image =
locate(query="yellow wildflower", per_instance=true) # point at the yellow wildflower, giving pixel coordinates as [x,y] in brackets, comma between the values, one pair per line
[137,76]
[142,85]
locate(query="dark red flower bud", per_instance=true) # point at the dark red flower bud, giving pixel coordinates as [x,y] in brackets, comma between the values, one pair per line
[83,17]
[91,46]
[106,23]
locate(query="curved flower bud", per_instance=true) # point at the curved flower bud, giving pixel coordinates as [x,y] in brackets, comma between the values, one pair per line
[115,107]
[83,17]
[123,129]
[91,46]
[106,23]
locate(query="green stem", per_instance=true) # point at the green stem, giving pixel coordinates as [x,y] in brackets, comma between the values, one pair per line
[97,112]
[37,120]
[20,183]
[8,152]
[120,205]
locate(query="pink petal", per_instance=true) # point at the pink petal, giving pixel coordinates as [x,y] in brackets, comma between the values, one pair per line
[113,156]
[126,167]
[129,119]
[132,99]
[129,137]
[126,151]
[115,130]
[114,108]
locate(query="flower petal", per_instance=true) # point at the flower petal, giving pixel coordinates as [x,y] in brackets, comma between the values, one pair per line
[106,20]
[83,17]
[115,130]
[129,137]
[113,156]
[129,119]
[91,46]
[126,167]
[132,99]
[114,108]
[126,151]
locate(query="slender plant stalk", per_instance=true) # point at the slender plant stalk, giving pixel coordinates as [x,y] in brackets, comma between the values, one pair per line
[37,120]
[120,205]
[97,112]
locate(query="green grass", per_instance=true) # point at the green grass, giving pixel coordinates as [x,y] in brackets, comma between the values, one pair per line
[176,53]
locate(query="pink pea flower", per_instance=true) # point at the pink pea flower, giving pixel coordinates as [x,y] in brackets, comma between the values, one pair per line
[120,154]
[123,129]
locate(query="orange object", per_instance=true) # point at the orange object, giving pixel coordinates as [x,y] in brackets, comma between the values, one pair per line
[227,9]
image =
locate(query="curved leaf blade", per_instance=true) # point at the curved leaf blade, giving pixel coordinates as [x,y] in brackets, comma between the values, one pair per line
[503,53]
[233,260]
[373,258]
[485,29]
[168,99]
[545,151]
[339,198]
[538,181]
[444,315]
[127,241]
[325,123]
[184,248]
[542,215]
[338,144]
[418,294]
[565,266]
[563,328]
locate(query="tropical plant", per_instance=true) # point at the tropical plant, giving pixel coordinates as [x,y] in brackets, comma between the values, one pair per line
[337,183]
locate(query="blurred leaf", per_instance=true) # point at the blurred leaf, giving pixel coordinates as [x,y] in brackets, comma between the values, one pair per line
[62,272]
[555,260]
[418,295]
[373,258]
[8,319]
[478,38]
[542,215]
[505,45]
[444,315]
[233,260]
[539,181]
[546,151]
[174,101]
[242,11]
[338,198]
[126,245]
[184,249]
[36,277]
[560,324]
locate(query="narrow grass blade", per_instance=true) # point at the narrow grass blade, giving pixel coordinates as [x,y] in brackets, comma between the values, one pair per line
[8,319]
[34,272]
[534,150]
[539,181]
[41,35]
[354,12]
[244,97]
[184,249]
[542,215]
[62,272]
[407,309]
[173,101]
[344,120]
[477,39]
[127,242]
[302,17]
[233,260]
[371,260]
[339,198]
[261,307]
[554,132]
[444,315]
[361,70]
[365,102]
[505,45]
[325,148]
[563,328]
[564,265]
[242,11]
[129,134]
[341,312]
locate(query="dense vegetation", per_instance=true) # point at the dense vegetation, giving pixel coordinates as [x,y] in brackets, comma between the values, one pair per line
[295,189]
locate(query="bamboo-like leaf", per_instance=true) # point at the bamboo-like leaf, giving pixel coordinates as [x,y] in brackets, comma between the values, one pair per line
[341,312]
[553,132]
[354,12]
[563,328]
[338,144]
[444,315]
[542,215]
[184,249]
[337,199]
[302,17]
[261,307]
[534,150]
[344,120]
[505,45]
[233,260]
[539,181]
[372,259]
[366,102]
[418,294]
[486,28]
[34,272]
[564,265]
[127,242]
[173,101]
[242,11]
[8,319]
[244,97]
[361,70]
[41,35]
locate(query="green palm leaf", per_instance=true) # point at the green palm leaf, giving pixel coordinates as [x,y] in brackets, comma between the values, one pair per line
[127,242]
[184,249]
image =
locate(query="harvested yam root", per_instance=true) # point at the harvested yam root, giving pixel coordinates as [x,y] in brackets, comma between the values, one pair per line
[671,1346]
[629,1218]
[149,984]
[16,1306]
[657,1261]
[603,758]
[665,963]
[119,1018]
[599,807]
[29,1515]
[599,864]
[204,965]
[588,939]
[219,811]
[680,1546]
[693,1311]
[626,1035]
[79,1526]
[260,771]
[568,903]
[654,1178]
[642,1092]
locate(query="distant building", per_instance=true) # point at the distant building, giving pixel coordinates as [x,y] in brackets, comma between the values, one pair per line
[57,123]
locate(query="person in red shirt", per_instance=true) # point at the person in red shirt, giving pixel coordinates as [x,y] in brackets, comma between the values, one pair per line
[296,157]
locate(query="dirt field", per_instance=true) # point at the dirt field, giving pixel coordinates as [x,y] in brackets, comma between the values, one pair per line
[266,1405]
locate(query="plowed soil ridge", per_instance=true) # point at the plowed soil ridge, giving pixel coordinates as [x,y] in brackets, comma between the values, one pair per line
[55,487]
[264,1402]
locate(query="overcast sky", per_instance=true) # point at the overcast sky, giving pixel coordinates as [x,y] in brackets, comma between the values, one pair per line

+++

§ EXERCISE BRIEF:
In the data above, find the line containing "at the distant", then copy it and every later line exactly.

§ REPLY:
locate(query="distant building", per_instance=true) # point at the distant building, giving pixel coordinates as [x,y] in brackets, comma between the values, one pair per line
[57,123]
locate(query="person in red shirt", per_instance=true) # point at the person in red shirt, giving pixel coordinates as [x,y] in brackets, comma between the values, one pair per line
[296,157]
locate(query="dirt field", per_instance=true) # point at the dirt field, giving pixel coordinates as [x,y] in brackets, comma between the values, one pair per line
[266,1405]
locate(query="plowed soil ridge", per_instance=true) # point at the plowed soil ridge, giving pixel coordinates as [x,y] in brackets, comma between the values, one pair per line
[55,487]
[264,1402]
locate(query="overcast sky", per_instance=true) # point at the overcast sky, giving pixel coordinates as [x,y] in brackets, comma between the values, one pair per line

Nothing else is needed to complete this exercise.